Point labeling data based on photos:
** Begin **

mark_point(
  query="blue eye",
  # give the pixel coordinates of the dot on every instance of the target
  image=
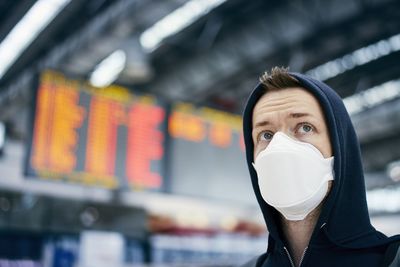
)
(305, 128)
(266, 136)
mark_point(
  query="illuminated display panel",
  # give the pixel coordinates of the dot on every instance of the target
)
(98, 137)
(206, 156)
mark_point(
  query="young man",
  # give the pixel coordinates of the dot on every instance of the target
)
(305, 165)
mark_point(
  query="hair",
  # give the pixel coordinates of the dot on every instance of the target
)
(278, 78)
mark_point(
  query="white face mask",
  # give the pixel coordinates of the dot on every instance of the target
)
(292, 176)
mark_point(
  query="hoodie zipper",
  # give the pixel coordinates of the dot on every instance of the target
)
(290, 258)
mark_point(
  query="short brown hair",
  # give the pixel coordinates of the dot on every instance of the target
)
(278, 78)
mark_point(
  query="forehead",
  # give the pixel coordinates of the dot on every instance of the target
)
(288, 100)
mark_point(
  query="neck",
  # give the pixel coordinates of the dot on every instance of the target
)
(298, 233)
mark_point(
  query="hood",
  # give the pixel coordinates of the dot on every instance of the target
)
(344, 216)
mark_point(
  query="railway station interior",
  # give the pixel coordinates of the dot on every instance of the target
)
(121, 137)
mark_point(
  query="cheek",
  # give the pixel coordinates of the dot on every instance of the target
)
(258, 149)
(323, 144)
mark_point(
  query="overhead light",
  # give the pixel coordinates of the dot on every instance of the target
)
(2, 136)
(393, 171)
(372, 97)
(176, 21)
(356, 58)
(384, 199)
(107, 71)
(27, 29)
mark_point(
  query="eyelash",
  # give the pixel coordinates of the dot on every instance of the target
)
(298, 126)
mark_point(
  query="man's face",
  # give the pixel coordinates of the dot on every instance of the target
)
(293, 111)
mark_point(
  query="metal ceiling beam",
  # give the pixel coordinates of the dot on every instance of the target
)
(252, 44)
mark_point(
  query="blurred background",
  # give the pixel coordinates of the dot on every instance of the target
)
(120, 126)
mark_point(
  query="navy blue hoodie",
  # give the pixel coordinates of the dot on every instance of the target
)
(343, 235)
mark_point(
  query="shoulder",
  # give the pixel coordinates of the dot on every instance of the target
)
(251, 263)
(394, 258)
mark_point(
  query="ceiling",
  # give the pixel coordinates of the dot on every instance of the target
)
(217, 59)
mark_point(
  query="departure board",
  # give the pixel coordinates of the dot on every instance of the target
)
(206, 155)
(105, 137)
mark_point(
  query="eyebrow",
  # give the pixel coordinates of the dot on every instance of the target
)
(295, 115)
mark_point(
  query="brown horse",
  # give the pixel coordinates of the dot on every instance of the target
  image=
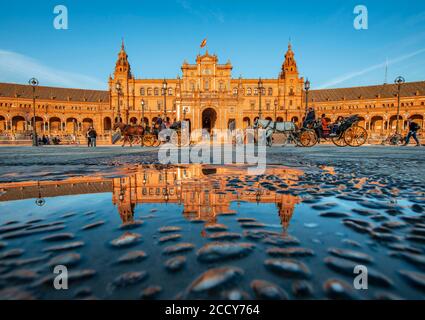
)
(129, 132)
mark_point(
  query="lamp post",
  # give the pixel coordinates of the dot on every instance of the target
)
(164, 92)
(143, 113)
(275, 109)
(307, 89)
(118, 88)
(398, 81)
(260, 92)
(34, 83)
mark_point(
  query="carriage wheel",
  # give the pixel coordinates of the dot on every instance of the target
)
(148, 140)
(355, 136)
(308, 138)
(156, 142)
(339, 140)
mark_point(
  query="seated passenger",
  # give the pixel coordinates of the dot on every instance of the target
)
(336, 125)
(310, 118)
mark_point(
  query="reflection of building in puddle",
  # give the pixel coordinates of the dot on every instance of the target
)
(204, 192)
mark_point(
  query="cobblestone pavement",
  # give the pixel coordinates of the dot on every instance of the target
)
(23, 163)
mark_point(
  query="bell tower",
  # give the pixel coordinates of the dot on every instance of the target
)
(290, 83)
(289, 66)
(122, 66)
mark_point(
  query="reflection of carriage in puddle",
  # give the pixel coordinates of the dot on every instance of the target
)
(348, 133)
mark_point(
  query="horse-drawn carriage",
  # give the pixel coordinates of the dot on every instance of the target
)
(347, 133)
(303, 137)
(139, 134)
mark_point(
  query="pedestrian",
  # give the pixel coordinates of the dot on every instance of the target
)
(413, 129)
(88, 137)
(93, 136)
(310, 118)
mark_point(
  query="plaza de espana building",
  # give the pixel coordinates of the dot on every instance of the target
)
(207, 96)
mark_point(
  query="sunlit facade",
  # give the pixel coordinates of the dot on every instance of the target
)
(208, 96)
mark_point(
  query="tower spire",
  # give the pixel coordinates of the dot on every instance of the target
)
(289, 66)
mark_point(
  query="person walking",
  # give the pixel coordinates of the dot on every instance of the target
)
(93, 136)
(310, 118)
(88, 137)
(413, 129)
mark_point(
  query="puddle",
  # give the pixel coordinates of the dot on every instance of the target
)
(209, 232)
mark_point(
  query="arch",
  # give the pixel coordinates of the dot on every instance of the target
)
(107, 124)
(145, 121)
(377, 123)
(209, 118)
(55, 124)
(19, 124)
(133, 120)
(71, 125)
(246, 122)
(86, 124)
(417, 117)
(2, 124)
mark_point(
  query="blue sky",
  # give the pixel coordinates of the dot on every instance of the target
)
(160, 35)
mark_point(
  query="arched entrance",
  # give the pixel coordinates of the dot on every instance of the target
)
(2, 124)
(209, 118)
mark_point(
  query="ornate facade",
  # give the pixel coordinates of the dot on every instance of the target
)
(207, 96)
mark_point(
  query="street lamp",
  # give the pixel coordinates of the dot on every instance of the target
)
(118, 88)
(34, 83)
(260, 92)
(143, 113)
(164, 91)
(275, 109)
(307, 88)
(398, 81)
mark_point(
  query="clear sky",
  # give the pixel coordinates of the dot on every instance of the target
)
(253, 35)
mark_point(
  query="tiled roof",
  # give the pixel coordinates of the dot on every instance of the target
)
(369, 92)
(82, 95)
(52, 93)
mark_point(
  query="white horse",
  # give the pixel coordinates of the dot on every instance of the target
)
(272, 127)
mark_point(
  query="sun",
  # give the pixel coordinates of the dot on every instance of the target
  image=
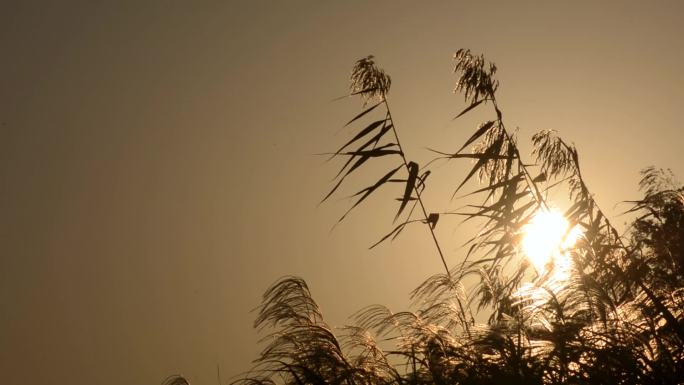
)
(547, 239)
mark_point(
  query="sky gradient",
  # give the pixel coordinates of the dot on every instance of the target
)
(157, 167)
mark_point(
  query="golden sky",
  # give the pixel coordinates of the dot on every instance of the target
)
(157, 169)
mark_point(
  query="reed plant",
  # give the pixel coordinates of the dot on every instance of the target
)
(614, 314)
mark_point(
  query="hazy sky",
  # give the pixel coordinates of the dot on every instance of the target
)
(157, 169)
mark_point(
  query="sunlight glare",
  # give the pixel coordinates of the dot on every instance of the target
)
(547, 239)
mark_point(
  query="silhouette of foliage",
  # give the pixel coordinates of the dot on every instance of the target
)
(616, 315)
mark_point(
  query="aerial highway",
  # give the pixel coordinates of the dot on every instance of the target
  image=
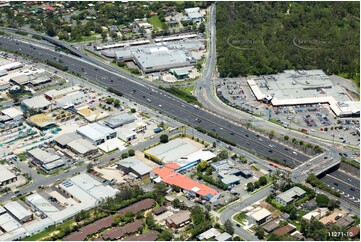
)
(157, 99)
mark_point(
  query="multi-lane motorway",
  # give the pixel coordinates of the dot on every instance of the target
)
(157, 99)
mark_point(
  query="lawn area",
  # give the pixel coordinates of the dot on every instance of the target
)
(155, 21)
(240, 218)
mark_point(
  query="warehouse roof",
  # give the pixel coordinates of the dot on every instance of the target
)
(65, 139)
(12, 112)
(119, 120)
(20, 79)
(82, 146)
(173, 150)
(5, 174)
(41, 120)
(228, 180)
(95, 131)
(36, 102)
(269, 227)
(41, 203)
(137, 165)
(43, 156)
(289, 228)
(93, 186)
(17, 210)
(62, 92)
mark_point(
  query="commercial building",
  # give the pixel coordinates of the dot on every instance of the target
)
(13, 113)
(12, 228)
(209, 234)
(41, 121)
(259, 216)
(82, 147)
(37, 103)
(46, 160)
(179, 219)
(160, 56)
(91, 114)
(112, 144)
(290, 195)
(169, 175)
(171, 151)
(56, 94)
(72, 99)
(4, 85)
(287, 229)
(224, 237)
(119, 120)
(64, 139)
(11, 66)
(134, 166)
(292, 88)
(18, 211)
(96, 133)
(6, 176)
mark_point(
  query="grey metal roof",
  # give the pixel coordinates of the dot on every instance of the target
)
(288, 195)
(36, 102)
(17, 210)
(119, 120)
(43, 156)
(230, 179)
(137, 165)
(95, 131)
(82, 146)
(65, 139)
(5, 174)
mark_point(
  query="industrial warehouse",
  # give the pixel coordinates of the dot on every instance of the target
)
(160, 56)
(304, 87)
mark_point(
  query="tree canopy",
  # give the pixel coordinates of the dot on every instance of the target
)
(256, 38)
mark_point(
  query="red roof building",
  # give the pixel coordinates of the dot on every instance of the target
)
(49, 8)
(167, 175)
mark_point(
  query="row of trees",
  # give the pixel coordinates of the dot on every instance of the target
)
(256, 38)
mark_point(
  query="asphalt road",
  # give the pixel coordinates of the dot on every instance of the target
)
(160, 100)
(339, 181)
(230, 211)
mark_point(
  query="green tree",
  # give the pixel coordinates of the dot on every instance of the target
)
(163, 138)
(228, 227)
(250, 187)
(202, 166)
(259, 232)
(262, 180)
(116, 103)
(322, 200)
(131, 152)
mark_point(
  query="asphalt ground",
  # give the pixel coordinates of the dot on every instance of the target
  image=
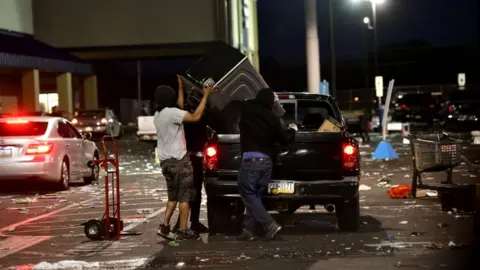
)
(394, 233)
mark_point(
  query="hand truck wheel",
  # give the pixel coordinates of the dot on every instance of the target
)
(113, 226)
(94, 229)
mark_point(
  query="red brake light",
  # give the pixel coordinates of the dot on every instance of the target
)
(17, 122)
(210, 158)
(39, 149)
(350, 156)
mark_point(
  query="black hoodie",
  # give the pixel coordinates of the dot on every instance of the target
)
(260, 128)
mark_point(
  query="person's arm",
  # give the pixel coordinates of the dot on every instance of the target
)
(180, 101)
(197, 114)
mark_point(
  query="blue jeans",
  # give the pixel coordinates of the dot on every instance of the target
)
(253, 178)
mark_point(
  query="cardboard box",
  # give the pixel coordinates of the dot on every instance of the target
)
(330, 125)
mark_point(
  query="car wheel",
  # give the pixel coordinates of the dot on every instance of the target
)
(94, 174)
(348, 214)
(64, 182)
(223, 217)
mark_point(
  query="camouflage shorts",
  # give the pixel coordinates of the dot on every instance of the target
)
(179, 177)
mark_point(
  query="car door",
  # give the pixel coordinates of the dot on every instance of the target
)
(72, 144)
(80, 149)
(115, 124)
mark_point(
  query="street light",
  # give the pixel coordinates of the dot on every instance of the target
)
(373, 27)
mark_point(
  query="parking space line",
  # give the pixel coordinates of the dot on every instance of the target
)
(26, 221)
(14, 244)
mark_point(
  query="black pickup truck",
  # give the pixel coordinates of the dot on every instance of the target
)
(315, 169)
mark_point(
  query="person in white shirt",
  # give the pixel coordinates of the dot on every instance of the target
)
(172, 152)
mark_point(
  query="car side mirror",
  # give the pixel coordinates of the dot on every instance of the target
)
(87, 136)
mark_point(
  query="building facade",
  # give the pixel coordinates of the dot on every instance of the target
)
(125, 29)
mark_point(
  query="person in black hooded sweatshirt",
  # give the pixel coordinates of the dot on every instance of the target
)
(260, 130)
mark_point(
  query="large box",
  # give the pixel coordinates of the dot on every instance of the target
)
(233, 74)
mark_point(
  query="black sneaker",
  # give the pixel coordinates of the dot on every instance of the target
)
(246, 236)
(198, 227)
(180, 236)
(163, 230)
(272, 230)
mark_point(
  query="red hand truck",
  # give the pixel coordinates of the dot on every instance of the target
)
(111, 225)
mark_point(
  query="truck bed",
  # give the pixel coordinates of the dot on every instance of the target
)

** End **

What to do:
Pull out every line of the listing above that contains the string "reflection".

Full solution:
  query="reflection of building in puddle",
  query="reflection of carriage in puddle",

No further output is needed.